Directions →
A - List every price in dollars that appears in the forum thread below about storage, and say what each one refers to.
B - Using the forum thread below about storage, decide whether each statement agrees with it: (i) Stratoscope's first hard drive had a capacity of 20MB. (ii) tyingq says several filesystems allow files up to 8EB. (iii) giancarlostoro says Fortnite offers richer gameplay than GTA5. Answer yes or no for each, and quote the words that decide it.

======== Document passage

That's not french at all. :)

zxcvbn4038 · on Aug 16, 2020

administrateur bâtard de l'enfer

giancarlostoro · on Aug 16, 2020

That is kind of entertaining to think someone can store a 281TB SQLite file and I am still waiting for companies to sell 1PB hard drives.

Back in 2010 I thought yeah soon we will have 50TB hard drives then 500TB and someday I can have 1PB it will be all I will need! Sadly no such change. I would be happy to be in the 10s of TBs rage for under 200 dollars.

Games are getting stupid wasteful. Someone told me Fortnite is almost 90GB or so and I flinched considering GTA5 is around that range and offers a loooot more rich gameplay and features! What a wasteful game resource wise.

Stratoscope · on Aug 16, 2020

Kids these days.

My first hard drive was an 8" 20MB drive. That's about 9.5 x 4.6 x 14.2 inches and weighed about 20 pounds. Only cost me $6000, in 1981. And with that massive capacity, I never did run out of room.

Now I have a 200GB MicroSD in my phone. It cost $75. Haven't run out of room on that one either.

justinclift · on Aug 17, 2020

Along those lines:

https://youtu.be/hiLlNzxDfAg?t=714

slightwinder · on Aug 16, 2020

Gameplay and features are cheap, they don't take as much storage as assets. All the dances, outfits and gears in fortnite are heavy it seems.

formerly_proven · on Aug 16, 2020

GTA V has seven or so years worth of major bi- or tri-annual DLCs. There are probably a few hundred hours worth of (fully voiced) co-op content in GTA Online.

https://gta.fandom.com/wiki/Updates_in_GTA_Online (37 total)

tyingq · on Aug 16, 2020

"I can have 1PB it will be all I will need"

You can have a 1PB file without a 1PB drive. I think md has a limit of 8 Zib. Several filesystems allow files up to 8EB.

giancarlostoro · on Aug 16, 2020

Well yeah, I know that, but still it would be nice to have a single 1PB hard drive.

evan_ · on Aug 16, 2020

That’s a lot of eggs for one basket...

jraph · on Aug 16, 2020

Right? Better have several of those, bought from different vendors at different times, to handle the backups!

It depends on the size of the eggs though. With 1 PB drives will probably come 3D 360° wat K videos in which you can take a walk, and video games.

These videos will be downloaded from your crappy rural TB connection by the way. Web pages will still be slow as fuck to load, like today, because we will have figured out that downloading the entire NPM registry several times per page load is easier than taking the time to bundle the dependencies, and optimizing image and video size will be considered as a premature optimization that nobody does anymore.

================
======== Listed records

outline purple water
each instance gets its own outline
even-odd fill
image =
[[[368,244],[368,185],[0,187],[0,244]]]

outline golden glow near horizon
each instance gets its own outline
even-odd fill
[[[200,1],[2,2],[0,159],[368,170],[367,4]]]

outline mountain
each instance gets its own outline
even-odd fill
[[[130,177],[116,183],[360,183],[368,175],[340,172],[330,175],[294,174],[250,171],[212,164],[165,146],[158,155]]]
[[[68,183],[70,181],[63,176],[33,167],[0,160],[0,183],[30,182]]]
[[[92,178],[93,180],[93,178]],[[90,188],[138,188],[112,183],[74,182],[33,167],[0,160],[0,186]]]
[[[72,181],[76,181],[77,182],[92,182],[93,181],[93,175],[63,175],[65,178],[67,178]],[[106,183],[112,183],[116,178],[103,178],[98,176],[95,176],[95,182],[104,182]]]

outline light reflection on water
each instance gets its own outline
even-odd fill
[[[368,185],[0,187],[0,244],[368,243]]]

================
======== Listed records

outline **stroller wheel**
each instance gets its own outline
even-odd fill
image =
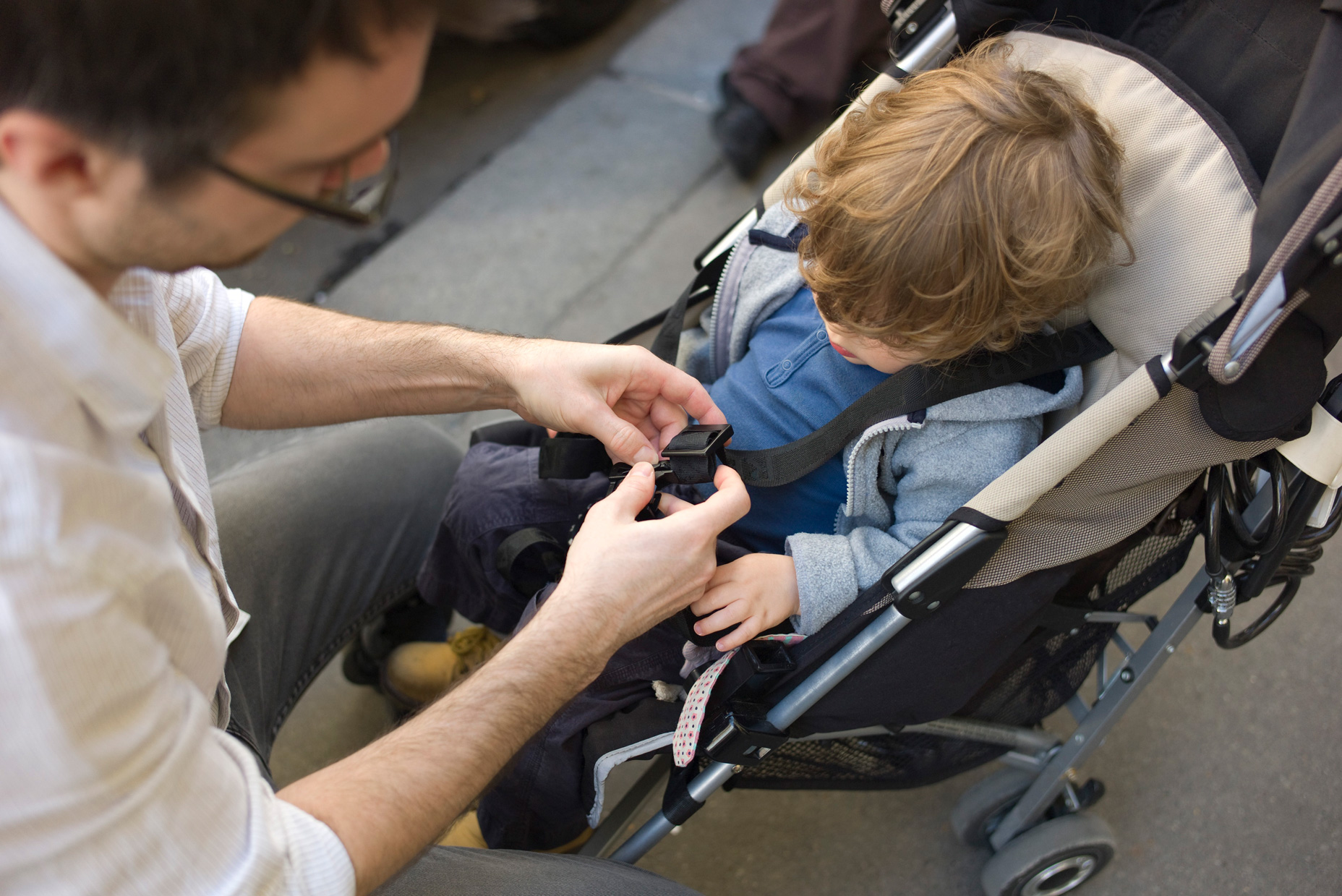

================

Task solutions →
A -
- 200 dollars: the most giancarlostoro would want to pay for a drive in the tens of terabytes.
- $6000: what Stratoscope paid in 1981 for a first hard drive, an 8" 20MB drive.
- $75: what Stratoscope paid for the 200GB MicroSD in their phone.

B -
(i) Yes: "My first hard drive was an 8" 20MB drive."
(ii) Yes: "Several filesystems allow files up to 8EB."
(iii) No: "GTA5 is around that range and offers a loooot more rich gameplay and features!"